All of the data needs to be repeated exactly.

[Dataset entries]

☆ ☆ ☆ ☆

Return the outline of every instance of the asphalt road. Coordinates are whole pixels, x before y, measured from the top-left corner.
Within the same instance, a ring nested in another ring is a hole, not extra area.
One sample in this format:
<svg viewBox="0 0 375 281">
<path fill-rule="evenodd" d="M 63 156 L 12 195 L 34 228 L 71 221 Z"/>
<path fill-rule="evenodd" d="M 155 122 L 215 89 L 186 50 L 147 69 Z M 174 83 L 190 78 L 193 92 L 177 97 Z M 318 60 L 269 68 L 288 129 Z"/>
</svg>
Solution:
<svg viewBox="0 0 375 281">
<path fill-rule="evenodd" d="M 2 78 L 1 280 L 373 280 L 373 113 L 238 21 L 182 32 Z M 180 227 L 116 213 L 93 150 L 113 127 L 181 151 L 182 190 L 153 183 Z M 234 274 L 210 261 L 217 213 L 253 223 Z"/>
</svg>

☆ ☆ ☆ ☆

COMPLETE RESPONSE -
Return the outline of every instance of the asphalt road. Coordinates are whole pixels, x before y, measured from the top-left corner.
Within the same instance, a ring nested in another ring is a hole, not extra area.
One sample in this format:
<svg viewBox="0 0 375 281">
<path fill-rule="evenodd" d="M 63 156 L 12 195 L 34 228 L 71 221 Z"/>
<path fill-rule="evenodd" d="M 155 122 L 215 89 L 186 50 L 147 69 Z M 174 83 L 190 78 L 193 92 L 177 97 Z M 318 60 L 269 68 L 288 129 Z"/>
</svg>
Solution:
<svg viewBox="0 0 375 281">
<path fill-rule="evenodd" d="M 2 78 L 1 280 L 373 280 L 373 113 L 238 21 L 182 32 Z M 180 227 L 116 213 L 93 150 L 113 127 L 181 151 L 182 190 L 153 183 Z M 234 274 L 210 261 L 217 213 L 253 223 Z"/>
</svg>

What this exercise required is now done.